_WORK INSTRUCTIONS_
In the material below, take the lines from the one containing "As a courtesy, could you identify the shoulder" through the one containing "[275,111,294,119]" and format them as a Markdown table with the columns Row and Line, numbering each row and leaving out blank lines.

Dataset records
-------
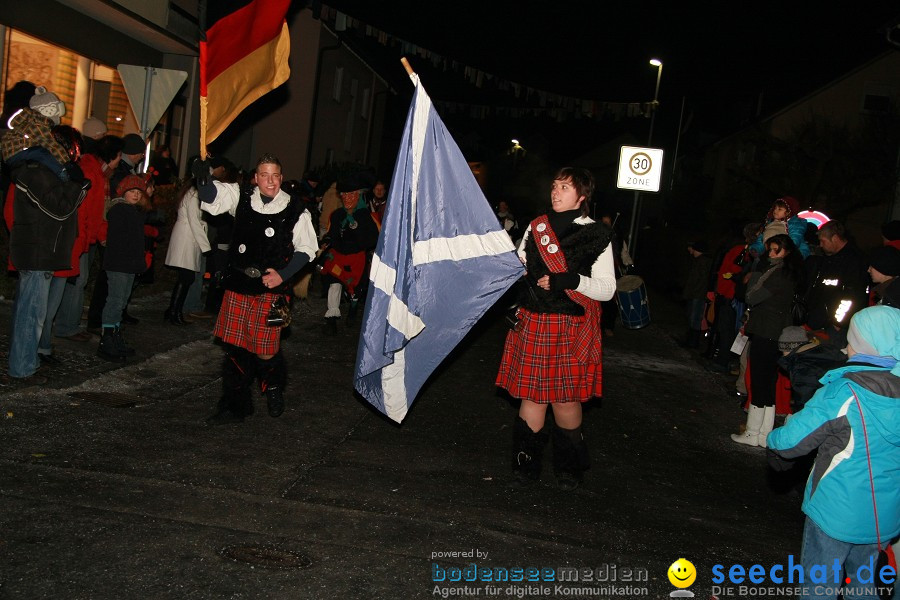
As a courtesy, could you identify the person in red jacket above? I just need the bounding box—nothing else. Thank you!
[53,135,122,342]
[707,223,759,373]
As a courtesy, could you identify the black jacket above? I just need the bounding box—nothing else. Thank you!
[7,161,89,271]
[103,202,147,274]
[804,243,869,329]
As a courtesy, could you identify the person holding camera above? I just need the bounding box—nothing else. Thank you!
[192,154,318,425]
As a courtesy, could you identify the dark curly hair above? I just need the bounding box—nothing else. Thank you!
[553,167,594,216]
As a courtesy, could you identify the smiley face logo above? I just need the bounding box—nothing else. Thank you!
[668,558,697,588]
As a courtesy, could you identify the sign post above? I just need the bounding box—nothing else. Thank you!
[616,146,663,257]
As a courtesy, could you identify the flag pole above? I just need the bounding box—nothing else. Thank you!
[197,0,207,160]
[400,56,418,85]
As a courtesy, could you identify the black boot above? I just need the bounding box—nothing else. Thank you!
[256,351,287,417]
[97,327,125,362]
[347,296,359,327]
[206,346,255,425]
[163,282,187,325]
[510,416,547,488]
[114,327,135,360]
[553,425,591,491]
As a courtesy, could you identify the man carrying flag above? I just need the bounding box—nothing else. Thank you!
[497,167,616,490]
[355,74,524,422]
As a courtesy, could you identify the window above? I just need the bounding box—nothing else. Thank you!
[331,67,344,102]
[862,81,897,115]
[359,88,371,119]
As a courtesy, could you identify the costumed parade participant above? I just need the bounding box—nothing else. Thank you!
[321,175,378,335]
[198,154,317,425]
[496,167,616,490]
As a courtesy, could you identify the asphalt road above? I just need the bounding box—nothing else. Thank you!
[0,282,803,600]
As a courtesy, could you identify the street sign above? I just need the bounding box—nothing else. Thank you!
[118,65,187,139]
[616,146,663,192]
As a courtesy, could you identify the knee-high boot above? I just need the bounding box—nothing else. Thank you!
[172,285,192,325]
[206,346,255,425]
[256,350,287,417]
[759,406,775,448]
[731,404,775,446]
[163,282,187,325]
[511,416,547,487]
[552,425,591,490]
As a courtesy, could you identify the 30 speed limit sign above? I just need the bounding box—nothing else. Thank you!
[616,146,663,192]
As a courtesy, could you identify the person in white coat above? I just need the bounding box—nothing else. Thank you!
[163,181,210,325]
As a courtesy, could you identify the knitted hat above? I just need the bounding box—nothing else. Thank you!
[881,220,900,242]
[688,240,709,254]
[847,304,900,377]
[778,325,809,352]
[28,85,66,125]
[122,133,147,154]
[779,196,800,217]
[81,117,109,140]
[763,221,788,244]
[209,156,234,169]
[869,246,900,277]
[116,175,147,197]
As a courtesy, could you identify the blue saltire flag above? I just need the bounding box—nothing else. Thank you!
[355,75,524,423]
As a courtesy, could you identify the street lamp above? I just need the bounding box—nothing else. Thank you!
[628,58,662,258]
[509,138,525,171]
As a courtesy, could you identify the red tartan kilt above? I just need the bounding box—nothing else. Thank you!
[213,290,281,355]
[496,309,603,404]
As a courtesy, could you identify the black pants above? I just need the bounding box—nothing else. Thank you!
[716,296,737,366]
[600,299,619,331]
[88,244,109,327]
[749,336,781,408]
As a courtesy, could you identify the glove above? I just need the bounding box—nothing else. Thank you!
[550,273,581,292]
[191,158,212,187]
[766,448,794,473]
[63,162,85,183]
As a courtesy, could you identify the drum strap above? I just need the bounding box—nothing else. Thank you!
[531,215,602,363]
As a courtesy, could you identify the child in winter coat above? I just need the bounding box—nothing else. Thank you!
[750,196,809,259]
[768,306,900,598]
[97,175,147,361]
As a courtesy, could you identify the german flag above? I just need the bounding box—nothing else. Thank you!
[200,0,291,150]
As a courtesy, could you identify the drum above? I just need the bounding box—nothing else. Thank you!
[616,275,650,329]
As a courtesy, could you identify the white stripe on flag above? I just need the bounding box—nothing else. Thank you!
[381,348,409,423]
[413,231,516,265]
[369,254,425,340]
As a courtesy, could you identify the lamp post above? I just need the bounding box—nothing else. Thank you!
[628,58,662,258]
[509,138,525,171]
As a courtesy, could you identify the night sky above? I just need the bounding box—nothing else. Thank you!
[326,0,900,137]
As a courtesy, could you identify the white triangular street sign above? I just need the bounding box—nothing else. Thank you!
[117,65,187,139]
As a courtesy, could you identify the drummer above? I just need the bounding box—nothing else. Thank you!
[497,167,616,490]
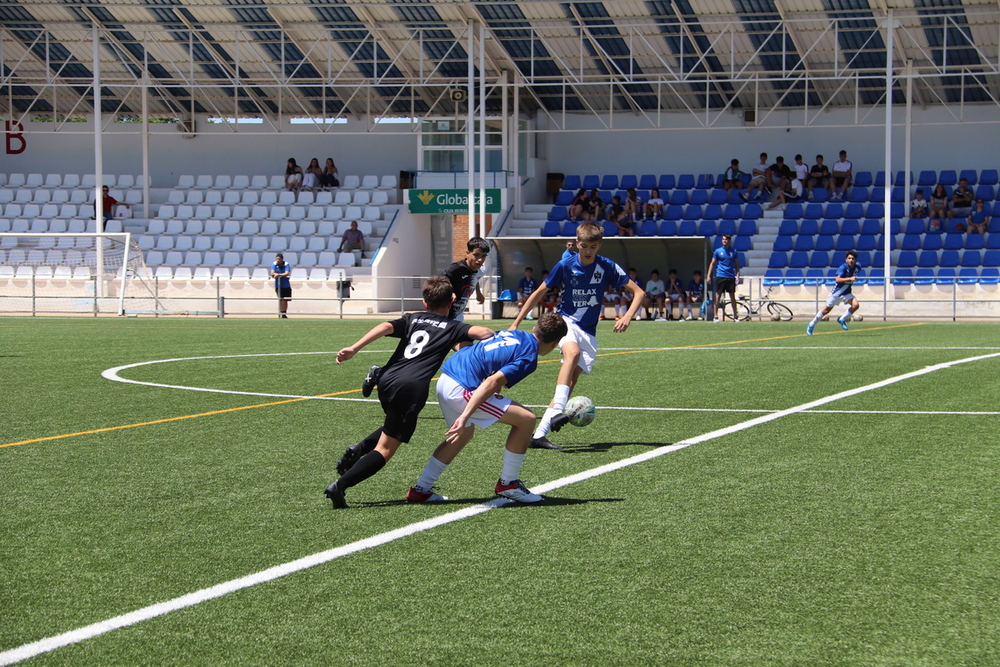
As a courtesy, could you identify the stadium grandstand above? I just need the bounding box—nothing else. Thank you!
[0,0,1000,317]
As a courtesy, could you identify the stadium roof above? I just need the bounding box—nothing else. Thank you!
[0,0,1000,124]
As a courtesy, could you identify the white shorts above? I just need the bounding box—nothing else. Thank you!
[826,292,855,308]
[559,320,596,375]
[437,373,513,428]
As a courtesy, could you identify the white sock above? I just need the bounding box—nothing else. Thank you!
[414,456,448,493]
[500,449,525,484]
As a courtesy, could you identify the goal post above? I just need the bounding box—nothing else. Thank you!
[0,232,182,315]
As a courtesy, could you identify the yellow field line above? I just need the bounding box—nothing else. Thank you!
[0,322,922,449]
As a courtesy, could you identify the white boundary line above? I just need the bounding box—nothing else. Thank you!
[7,352,1000,665]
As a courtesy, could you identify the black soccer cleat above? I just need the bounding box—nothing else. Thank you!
[323,481,347,510]
[528,435,562,449]
[361,364,382,398]
[549,412,569,432]
[337,443,363,477]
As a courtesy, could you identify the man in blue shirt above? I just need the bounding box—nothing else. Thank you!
[708,234,740,322]
[509,222,645,449]
[806,250,861,336]
[406,313,566,503]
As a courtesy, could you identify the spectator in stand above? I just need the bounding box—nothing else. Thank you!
[910,188,927,218]
[722,158,750,192]
[285,157,302,192]
[568,188,590,222]
[740,153,771,201]
[806,155,830,199]
[642,269,667,322]
[94,185,132,232]
[319,157,340,189]
[646,188,663,220]
[965,199,990,234]
[830,151,854,199]
[663,269,687,320]
[337,220,365,259]
[687,271,705,320]
[948,178,973,218]
[517,266,542,320]
[302,158,323,190]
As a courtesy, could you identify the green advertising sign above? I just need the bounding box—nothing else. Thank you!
[408,188,500,213]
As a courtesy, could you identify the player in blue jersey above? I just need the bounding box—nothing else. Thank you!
[806,250,861,336]
[406,313,566,503]
[708,234,740,322]
[510,222,645,449]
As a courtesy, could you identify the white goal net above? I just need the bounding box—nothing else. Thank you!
[0,233,182,315]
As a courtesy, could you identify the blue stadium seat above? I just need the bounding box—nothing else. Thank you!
[916,234,944,250]
[542,220,562,236]
[958,268,979,285]
[778,220,799,236]
[788,250,809,269]
[840,215,863,236]
[639,220,659,236]
[938,250,962,269]
[792,235,815,252]
[917,170,937,187]
[892,268,913,285]
[958,169,979,185]
[962,250,983,269]
[767,252,788,269]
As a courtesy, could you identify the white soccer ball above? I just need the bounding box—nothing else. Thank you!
[563,396,597,426]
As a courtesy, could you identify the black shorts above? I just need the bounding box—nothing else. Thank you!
[378,379,430,442]
[715,277,736,294]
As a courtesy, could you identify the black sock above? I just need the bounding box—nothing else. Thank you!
[337,451,385,489]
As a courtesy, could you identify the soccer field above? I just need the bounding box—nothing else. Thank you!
[0,318,1000,667]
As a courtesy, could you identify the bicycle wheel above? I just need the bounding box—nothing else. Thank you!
[767,301,793,322]
[716,299,750,322]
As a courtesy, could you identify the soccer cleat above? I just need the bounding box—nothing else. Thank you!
[323,481,347,510]
[494,479,542,503]
[337,443,361,475]
[528,436,562,449]
[549,412,569,436]
[361,364,382,398]
[406,486,448,503]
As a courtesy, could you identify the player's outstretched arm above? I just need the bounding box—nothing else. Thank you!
[337,322,392,364]
[507,280,549,331]
[444,371,507,444]
[611,280,645,333]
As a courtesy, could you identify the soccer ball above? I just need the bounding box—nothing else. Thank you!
[563,396,597,426]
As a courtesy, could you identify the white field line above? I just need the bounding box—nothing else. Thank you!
[0,352,1000,665]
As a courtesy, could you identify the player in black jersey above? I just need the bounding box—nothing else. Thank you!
[325,276,493,509]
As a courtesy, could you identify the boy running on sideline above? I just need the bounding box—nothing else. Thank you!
[325,276,493,509]
[509,223,645,449]
[406,312,564,503]
[806,250,861,336]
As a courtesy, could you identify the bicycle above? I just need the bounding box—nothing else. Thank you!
[719,285,794,322]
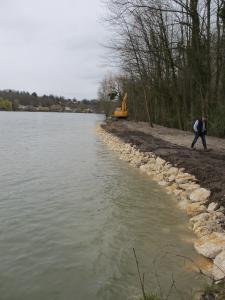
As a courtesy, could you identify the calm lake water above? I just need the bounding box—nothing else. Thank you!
[0,112,204,300]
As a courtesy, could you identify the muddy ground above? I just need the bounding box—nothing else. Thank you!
[103,121,225,207]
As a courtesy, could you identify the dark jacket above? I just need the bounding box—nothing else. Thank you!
[196,119,207,134]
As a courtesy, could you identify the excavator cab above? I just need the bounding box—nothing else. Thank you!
[113,93,128,119]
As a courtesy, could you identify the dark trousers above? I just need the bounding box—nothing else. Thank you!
[191,132,207,149]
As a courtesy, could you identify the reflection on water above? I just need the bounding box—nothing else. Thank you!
[0,112,204,300]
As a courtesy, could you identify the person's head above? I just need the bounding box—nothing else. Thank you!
[202,116,208,122]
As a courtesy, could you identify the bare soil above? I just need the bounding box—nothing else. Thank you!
[103,121,225,207]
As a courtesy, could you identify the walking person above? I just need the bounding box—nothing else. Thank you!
[191,117,207,150]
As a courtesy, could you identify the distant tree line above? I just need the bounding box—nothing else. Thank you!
[0,90,101,113]
[100,0,225,136]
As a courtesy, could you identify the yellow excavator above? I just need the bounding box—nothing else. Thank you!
[113,93,128,119]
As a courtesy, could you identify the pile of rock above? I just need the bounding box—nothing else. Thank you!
[97,127,225,280]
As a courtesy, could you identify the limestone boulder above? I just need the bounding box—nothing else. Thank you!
[140,164,148,173]
[194,232,225,258]
[177,199,189,210]
[187,202,206,217]
[179,182,200,192]
[190,212,225,237]
[174,189,183,197]
[190,188,211,203]
[166,183,178,194]
[153,174,164,181]
[176,173,196,184]
[156,157,166,166]
[159,180,169,186]
[168,175,176,182]
[207,202,219,212]
[212,250,225,280]
[179,191,189,202]
[167,167,179,176]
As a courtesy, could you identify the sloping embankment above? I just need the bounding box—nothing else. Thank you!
[98,122,225,280]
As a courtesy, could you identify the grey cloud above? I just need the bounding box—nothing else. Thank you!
[0,0,108,98]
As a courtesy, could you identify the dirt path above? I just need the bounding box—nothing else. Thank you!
[123,122,225,153]
[104,121,225,207]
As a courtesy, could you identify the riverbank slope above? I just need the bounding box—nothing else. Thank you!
[103,121,225,207]
[98,121,225,280]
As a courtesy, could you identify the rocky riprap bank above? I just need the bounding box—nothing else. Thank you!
[97,127,225,280]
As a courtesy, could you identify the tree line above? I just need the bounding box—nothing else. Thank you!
[99,0,225,136]
[0,90,101,112]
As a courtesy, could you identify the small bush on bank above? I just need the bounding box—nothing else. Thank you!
[140,293,162,300]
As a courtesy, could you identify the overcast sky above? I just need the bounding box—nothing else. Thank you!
[0,0,108,99]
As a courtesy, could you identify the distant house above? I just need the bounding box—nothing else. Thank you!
[50,104,63,112]
[64,106,72,112]
[18,104,27,111]
[37,106,49,112]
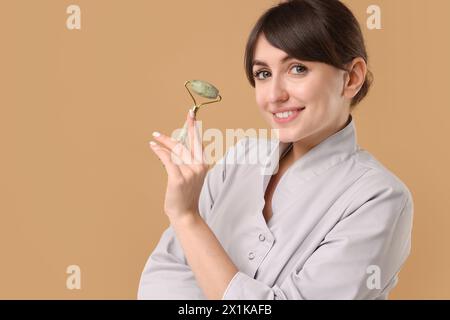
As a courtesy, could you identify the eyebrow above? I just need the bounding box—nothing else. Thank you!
[252,55,295,68]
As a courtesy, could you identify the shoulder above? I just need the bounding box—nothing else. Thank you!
[344,149,413,218]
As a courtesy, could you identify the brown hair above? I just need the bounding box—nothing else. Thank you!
[244,0,373,109]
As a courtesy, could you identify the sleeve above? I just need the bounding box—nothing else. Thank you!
[138,138,246,300]
[222,172,413,300]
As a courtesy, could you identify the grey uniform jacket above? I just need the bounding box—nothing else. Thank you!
[138,116,413,300]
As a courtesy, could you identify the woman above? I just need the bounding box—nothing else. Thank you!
[138,0,413,299]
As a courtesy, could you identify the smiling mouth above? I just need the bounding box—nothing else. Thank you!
[273,107,305,123]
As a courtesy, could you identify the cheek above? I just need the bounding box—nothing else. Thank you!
[255,89,267,110]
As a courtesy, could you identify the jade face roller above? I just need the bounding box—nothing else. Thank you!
[175,80,222,145]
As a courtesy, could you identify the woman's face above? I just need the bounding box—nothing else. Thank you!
[253,34,350,143]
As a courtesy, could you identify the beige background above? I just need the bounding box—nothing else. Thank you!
[0,0,450,299]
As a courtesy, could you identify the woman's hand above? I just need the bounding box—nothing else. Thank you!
[150,111,209,222]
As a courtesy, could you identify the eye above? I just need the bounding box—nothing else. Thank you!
[253,70,270,80]
[291,64,308,74]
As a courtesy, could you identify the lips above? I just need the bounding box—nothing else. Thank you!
[272,107,305,123]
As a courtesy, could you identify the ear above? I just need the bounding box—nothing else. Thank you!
[343,57,367,99]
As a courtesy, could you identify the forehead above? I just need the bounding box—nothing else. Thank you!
[253,34,288,62]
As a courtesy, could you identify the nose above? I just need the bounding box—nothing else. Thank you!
[269,76,289,103]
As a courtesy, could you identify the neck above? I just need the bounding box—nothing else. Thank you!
[287,115,350,162]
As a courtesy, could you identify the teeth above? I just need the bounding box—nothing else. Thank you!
[275,111,294,119]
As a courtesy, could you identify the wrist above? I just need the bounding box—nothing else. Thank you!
[169,212,201,227]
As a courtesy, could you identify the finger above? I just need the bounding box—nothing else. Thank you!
[149,141,182,178]
[153,131,191,163]
[187,110,204,164]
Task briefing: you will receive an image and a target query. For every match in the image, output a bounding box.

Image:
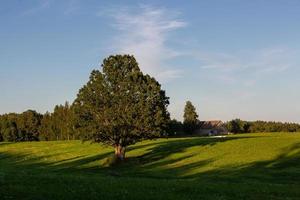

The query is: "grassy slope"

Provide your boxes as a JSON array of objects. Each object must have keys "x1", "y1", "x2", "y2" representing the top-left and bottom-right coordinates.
[{"x1": 0, "y1": 133, "x2": 300, "y2": 199}]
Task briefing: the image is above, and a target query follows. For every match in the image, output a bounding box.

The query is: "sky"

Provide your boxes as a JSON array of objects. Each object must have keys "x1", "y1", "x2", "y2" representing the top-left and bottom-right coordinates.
[{"x1": 0, "y1": 0, "x2": 300, "y2": 122}]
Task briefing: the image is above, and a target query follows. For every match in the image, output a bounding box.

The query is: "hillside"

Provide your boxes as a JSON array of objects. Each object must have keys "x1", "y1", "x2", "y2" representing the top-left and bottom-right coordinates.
[{"x1": 0, "y1": 133, "x2": 300, "y2": 199}]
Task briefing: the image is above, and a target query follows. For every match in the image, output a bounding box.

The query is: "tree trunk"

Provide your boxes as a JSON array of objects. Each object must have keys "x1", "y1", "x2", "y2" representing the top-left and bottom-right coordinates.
[{"x1": 115, "y1": 145, "x2": 125, "y2": 161}]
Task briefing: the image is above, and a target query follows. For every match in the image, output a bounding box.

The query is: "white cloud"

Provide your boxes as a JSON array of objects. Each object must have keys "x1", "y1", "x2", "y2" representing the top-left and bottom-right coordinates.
[
  {"x1": 22, "y1": 0, "x2": 51, "y2": 16},
  {"x1": 104, "y1": 6, "x2": 186, "y2": 81},
  {"x1": 188, "y1": 48, "x2": 297, "y2": 87}
]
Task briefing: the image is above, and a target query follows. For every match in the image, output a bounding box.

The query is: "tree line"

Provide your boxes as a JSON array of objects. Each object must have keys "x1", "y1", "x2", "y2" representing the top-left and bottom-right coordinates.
[
  {"x1": 0, "y1": 102, "x2": 80, "y2": 142},
  {"x1": 226, "y1": 119, "x2": 300, "y2": 133},
  {"x1": 0, "y1": 55, "x2": 299, "y2": 160}
]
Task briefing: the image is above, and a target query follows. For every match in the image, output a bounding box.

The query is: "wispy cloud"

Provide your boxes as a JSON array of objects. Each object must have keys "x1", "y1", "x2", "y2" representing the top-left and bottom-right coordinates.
[
  {"x1": 189, "y1": 48, "x2": 297, "y2": 87},
  {"x1": 22, "y1": 0, "x2": 51, "y2": 16},
  {"x1": 102, "y1": 5, "x2": 186, "y2": 81}
]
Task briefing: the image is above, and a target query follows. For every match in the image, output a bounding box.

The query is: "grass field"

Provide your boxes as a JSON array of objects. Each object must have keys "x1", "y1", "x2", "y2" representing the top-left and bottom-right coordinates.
[{"x1": 0, "y1": 133, "x2": 300, "y2": 200}]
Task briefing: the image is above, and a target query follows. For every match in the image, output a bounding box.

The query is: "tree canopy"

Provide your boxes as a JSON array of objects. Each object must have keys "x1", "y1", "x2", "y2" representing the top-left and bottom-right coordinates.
[{"x1": 74, "y1": 55, "x2": 169, "y2": 159}]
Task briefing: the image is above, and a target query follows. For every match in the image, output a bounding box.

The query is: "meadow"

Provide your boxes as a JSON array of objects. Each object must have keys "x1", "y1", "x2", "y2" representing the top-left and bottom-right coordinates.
[{"x1": 0, "y1": 133, "x2": 300, "y2": 200}]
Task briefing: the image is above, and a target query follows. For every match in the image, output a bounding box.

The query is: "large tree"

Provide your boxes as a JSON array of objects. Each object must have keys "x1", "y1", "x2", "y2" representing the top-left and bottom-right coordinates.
[
  {"x1": 183, "y1": 101, "x2": 198, "y2": 134},
  {"x1": 74, "y1": 55, "x2": 169, "y2": 160}
]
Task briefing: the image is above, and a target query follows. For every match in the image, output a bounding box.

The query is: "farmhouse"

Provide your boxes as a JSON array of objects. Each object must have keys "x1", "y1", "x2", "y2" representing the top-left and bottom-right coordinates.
[{"x1": 195, "y1": 120, "x2": 228, "y2": 136}]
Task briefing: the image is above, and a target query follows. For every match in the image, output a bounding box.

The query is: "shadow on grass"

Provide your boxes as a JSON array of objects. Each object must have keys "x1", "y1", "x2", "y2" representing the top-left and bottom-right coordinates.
[{"x1": 0, "y1": 137, "x2": 300, "y2": 183}]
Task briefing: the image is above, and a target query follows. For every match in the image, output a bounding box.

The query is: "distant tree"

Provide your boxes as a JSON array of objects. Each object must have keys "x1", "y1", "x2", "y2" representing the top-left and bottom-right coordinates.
[
  {"x1": 227, "y1": 119, "x2": 244, "y2": 133},
  {"x1": 183, "y1": 101, "x2": 199, "y2": 134},
  {"x1": 74, "y1": 55, "x2": 169, "y2": 160},
  {"x1": 167, "y1": 119, "x2": 184, "y2": 136},
  {"x1": 51, "y1": 102, "x2": 74, "y2": 140},
  {"x1": 17, "y1": 110, "x2": 43, "y2": 141},
  {"x1": 39, "y1": 112, "x2": 56, "y2": 141}
]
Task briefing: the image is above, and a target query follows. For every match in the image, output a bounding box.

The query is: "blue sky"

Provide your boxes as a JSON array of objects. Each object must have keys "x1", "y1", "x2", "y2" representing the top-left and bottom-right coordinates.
[{"x1": 0, "y1": 0, "x2": 300, "y2": 122}]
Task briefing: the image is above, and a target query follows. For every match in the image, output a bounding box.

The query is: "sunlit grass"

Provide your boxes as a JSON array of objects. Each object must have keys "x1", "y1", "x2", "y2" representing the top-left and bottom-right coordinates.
[{"x1": 0, "y1": 133, "x2": 300, "y2": 199}]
-------
_COMPLETE ANSWER_
| Row | Line |
|---|---|
| 1 | As a courtesy, could you identify the shoulder above? I just need the bounding box—nothing else. Thank you! |
| 2 | [344,149,413,218] |
| 3 | As a courtesy, could you identify the brown hair above? I just need the bounding box—nothing else. Thank you! |
| 4 | [244,0,373,109] |
| 5 | As a courtesy, could you identify the sleeve above? I just need the bounding box—nothing else. Thank you! |
| 6 | [138,138,246,300] |
| 7 | [222,172,413,300] |
| 8 | As a courtesy, could you identify the grey uniform jacket above? I just need the bounding box—nothing else. Thank you! |
| 9 | [138,116,413,300] |
| 10 | As a courtesy, could you identify the woman above? I just need the bounding box—nothing else. Thank you! |
| 11 | [138,0,413,299] |
| 12 | As a courtesy, could you identify the smiling mouth above? I just need the bounding box—nothing else. Thank you! |
| 13 | [273,107,305,123] |
| 14 | As a courtesy, could you identify the cheek above? I just need the bounding box—nothing else. Thank you! |
| 15 | [255,89,267,110] |
| 16 | As a courtesy, could you identify the jade face roller above? I just need the bounding box—nothing else. Thank you! |
| 17 | [175,80,222,145] |
| 18 | As a courtesy, could you identify the woman's face above? I just need the bounding box—nothing else. Thank you! |
| 19 | [253,34,350,143] |
| 20 | As a courtesy, could you identify the beige background above? I just need the bounding box—nothing else. Thank you! |
| 21 | [0,0,450,299] |
| 22 | As a courtesy, could you identify the woman's hand above? I just need the bounding box—nothing else. Thank you! |
| 23 | [150,111,209,222] |
| 24 | As a courtesy, could you identify the eye above? I just need the bounding box—nothing else. Thank you! |
| 25 | [253,70,270,80] |
| 26 | [291,64,308,74] |
| 27 | As a courtesy, could you identify the lips above? I just need the bounding box—nothing else. Thank you! |
| 28 | [272,107,305,123] |
| 29 | As a courtesy, could you identify the ear above? I just need the bounding box—nothing else. Thank you! |
| 30 | [343,57,367,99] |
| 31 | As a courtesy, could you identify the forehead above? I just need the bounding box—nothing else. Thank you! |
| 32 | [253,34,288,62] |
| 33 | As a courtesy, could you identify the nose above? I just need the bounding box—nothing else. Thank you! |
| 34 | [269,76,289,103] |
| 35 | As a courtesy, could you identify the neck above? I just need the bounding box—nothing else. Thank you! |
| 36 | [287,115,350,162] |
| 37 | As a courtesy, could you identify the teeth above? I just need the bounding box—nothing else. Thank you! |
| 38 | [275,111,294,119] |